Task description ->
Please copy every line of the records below that holds the word "negative".

Source data ->
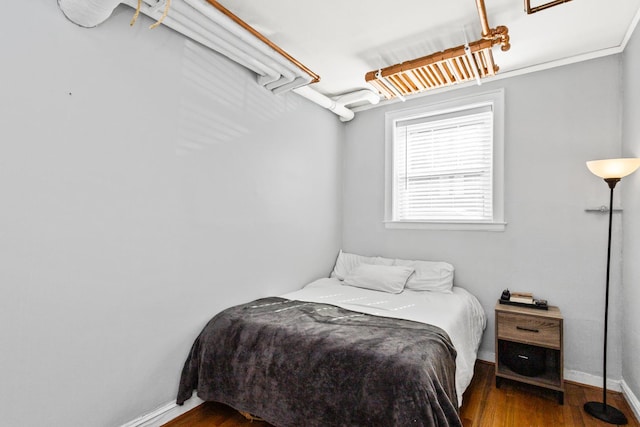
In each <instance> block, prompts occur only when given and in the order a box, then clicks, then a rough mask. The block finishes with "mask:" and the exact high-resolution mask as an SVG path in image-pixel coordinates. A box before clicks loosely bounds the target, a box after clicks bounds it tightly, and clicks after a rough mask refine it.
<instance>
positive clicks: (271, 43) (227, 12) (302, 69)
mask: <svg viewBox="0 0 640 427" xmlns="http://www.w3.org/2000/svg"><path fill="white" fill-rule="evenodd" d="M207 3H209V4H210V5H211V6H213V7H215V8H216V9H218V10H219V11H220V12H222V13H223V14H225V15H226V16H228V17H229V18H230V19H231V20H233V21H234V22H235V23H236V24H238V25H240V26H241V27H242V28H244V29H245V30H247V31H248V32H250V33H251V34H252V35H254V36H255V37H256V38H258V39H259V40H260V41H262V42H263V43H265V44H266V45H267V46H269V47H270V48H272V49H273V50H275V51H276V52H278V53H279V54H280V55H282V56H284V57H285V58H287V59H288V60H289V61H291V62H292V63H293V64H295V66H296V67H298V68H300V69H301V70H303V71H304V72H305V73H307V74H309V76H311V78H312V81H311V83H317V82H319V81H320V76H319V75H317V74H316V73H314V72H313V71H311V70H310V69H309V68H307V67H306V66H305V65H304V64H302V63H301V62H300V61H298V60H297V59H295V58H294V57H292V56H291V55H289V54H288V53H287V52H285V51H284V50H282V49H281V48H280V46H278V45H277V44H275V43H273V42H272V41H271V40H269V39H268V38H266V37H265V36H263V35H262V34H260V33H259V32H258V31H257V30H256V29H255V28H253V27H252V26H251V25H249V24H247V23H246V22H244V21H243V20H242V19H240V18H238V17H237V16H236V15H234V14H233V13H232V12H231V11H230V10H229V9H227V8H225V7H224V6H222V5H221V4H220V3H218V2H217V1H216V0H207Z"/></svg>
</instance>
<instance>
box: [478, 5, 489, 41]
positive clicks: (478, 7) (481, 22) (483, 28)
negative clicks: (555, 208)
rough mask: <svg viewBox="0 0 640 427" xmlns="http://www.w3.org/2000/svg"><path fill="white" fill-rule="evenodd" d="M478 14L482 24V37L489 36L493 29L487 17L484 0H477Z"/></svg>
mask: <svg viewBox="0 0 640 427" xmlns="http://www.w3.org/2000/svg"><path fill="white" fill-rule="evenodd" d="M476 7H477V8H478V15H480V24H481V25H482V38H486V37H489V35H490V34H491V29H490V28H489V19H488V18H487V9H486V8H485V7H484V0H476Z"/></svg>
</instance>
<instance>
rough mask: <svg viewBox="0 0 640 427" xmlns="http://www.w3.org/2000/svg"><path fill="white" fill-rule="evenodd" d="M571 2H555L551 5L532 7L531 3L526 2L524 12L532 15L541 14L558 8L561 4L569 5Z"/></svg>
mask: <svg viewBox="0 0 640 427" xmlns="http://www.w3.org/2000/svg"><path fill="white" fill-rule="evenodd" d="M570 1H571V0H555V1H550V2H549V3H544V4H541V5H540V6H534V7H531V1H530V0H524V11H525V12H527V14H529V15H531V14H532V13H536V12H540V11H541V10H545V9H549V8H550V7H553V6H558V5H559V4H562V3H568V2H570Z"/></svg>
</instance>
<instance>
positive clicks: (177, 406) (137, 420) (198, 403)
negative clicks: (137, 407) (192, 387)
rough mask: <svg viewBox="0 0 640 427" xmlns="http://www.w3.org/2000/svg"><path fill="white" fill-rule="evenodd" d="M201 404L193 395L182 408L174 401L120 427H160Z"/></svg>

Solution for this exercise ->
negative clicks: (555, 208)
negative clicks: (137, 407) (192, 387)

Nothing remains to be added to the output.